PROMPT 1:
Can you reproduce every one of the named object pointing entries below word for word, leaving the pictures out of your answer?
>> start SOURCE TEXT
Having attended a Chinese Buddhist ceremony (it was bilingual; chanting was done in Chinese with certain parts of the ceremony conducted in both Mandarin and English), I can attest to this from personal experience. During the Gratitude and Memorial Ceremony I attended, I was on the verge of weeping several times, for no reason I could discern, and the same thing happened to me the first few times I heard the Heart Sutra being chanted. There is something about these rituals that deeply touches the heart-mind and can stir up very intense emotions; I really felt an overwhelming sense of compassion from the Buddhas and Bodhisattvas being manifested in an incredibly direct way. After some of these ceremonies I also noticed my perception seemed slightly altered, the way it sometimes is after long meditation sessions; my experience of color was heightened and there was a sense of 'spaciousness' in my awareness.

Maybe it sounds a bit silly typing this here, but Kongfuzi was absolutely right about the power of rite.

Raksha wrote:
Until quite recently, when the East has come to completely copy the West, Asians typically had less disconnect between their hearts and their minds than Westerners.


The character 心 xin can be translated as 'heart' or 'mind'. Some translators use 'heart-mind' which is a little awkward but I kind of like it. Emotion is part of our cognitive processes whether we acknowledge it or not. And the reverse is true as well; I think was Pascal who said "The heart has reasons of which reason knows not."
>> end SOURCE TEXT
>> start GIVEN ENTRIES
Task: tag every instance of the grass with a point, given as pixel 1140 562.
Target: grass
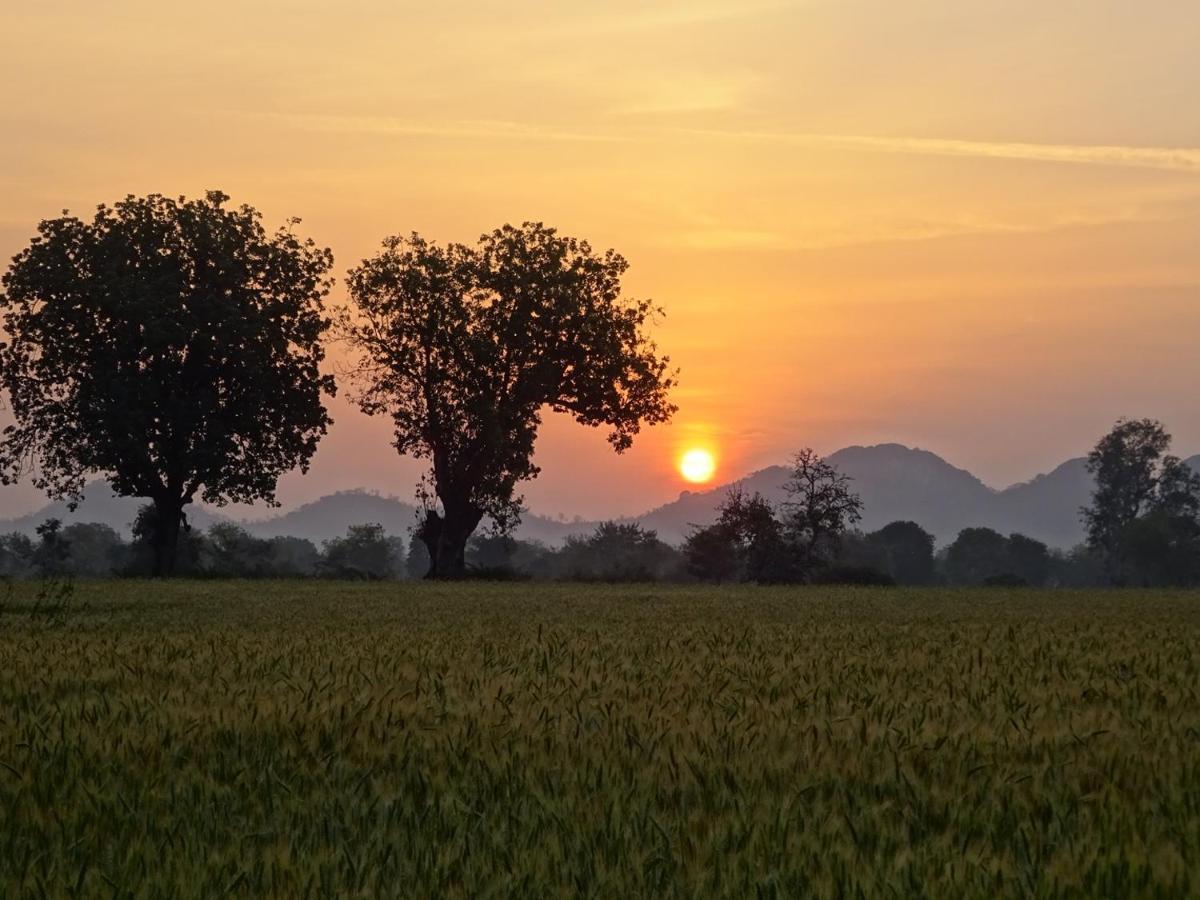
pixel 334 739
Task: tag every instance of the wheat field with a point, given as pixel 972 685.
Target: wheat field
pixel 411 739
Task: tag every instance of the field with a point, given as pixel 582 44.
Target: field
pixel 336 739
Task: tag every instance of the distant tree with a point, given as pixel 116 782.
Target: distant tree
pixel 365 552
pixel 292 557
pixel 502 556
pixel 1135 477
pixel 232 552
pixel 171 346
pixel 51 556
pixel 1029 559
pixel 466 347
pixel 819 508
pixel 714 553
pixel 94 550
pixel 1162 549
pixel 907 552
pixel 977 556
pixel 417 562
pixel 145 549
pixel 745 543
pixel 16 556
pixel 618 552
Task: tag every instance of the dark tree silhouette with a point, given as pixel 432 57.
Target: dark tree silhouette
pixel 820 507
pixel 744 544
pixel 907 552
pixel 977 556
pixel 1135 477
pixel 172 347
pixel 466 347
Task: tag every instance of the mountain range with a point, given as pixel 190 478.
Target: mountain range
pixel 894 481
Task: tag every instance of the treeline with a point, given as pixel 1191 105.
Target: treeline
pixel 616 552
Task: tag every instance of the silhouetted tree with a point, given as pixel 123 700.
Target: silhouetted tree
pixel 232 552
pixel 51 556
pixel 907 552
pixel 172 346
pixel 1029 559
pixel 466 347
pixel 819 508
pixel 745 544
pixel 16 556
pixel 365 552
pixel 618 552
pixel 417 562
pixel 1137 477
pixel 977 556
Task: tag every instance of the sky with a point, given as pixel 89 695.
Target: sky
pixel 970 227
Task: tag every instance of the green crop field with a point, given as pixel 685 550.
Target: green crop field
pixel 336 739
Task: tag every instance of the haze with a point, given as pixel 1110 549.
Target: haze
pixel 852 246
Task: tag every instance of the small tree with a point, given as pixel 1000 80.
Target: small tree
>> end GIVEN ENTRIES
PROMPT 2:
Which English renderings of the character 心 does the passage about the Buddhist ceremony give?

WORKED SOLUTION 1:
Task: tag every instance of the grass with a point, given as pixel 1140 562.
Target: grass
pixel 334 739
Task: tag every instance of the wheat field with a point, given as pixel 972 685.
Target: wheat field
pixel 411 739
Task: tag every instance of the field with a point, given as pixel 582 44.
Target: field
pixel 336 739
Task: tag every instance of the distant tree with a point, given as pixel 116 782.
Target: distant tree
pixel 365 552
pixel 292 557
pixel 502 556
pixel 1135 477
pixel 232 552
pixel 171 346
pixel 51 556
pixel 1029 559
pixel 466 347
pixel 819 508
pixel 714 553
pixel 94 550
pixel 1162 549
pixel 907 552
pixel 977 556
pixel 417 562
pixel 145 549
pixel 745 543
pixel 16 556
pixel 618 552
Task: tag every instance of the dark tree silhouette with a point, given as pixel 432 57.
Target: dark tree silhouette
pixel 820 507
pixel 744 544
pixel 907 552
pixel 977 556
pixel 1135 477
pixel 172 347
pixel 466 347
Task: tag every instance of the mountain range with a point, given as pixel 190 478.
Target: mountain range
pixel 894 481
Task: tag every instance of the treeline with a point, given as pixel 1191 105.
Target: treeline
pixel 616 552
Task: tag every instance of the silhouetted tree with a point, given as pixel 123 700.
Target: silhouetted tree
pixel 232 552
pixel 51 556
pixel 907 552
pixel 172 346
pixel 1029 559
pixel 466 347
pixel 819 508
pixel 745 544
pixel 16 556
pixel 365 552
pixel 618 552
pixel 417 562
pixel 1137 477
pixel 977 556
Task: tag every instance of the sky with a point, given as pixel 89 695.
Target: sky
pixel 970 227
Task: tag every instance of the green crop field with a point, given as pixel 685 550.
Target: green crop field
pixel 336 739
Task: tag every instance of the haze with a point, given as pixel 1110 549.
Target: haze
pixel 852 246
Task: tag every instance of the small tree with a point, given as pixel 1000 80.
Target: small tree

WORKED SOLUTION 2:
- heart
- mind
- heart-mind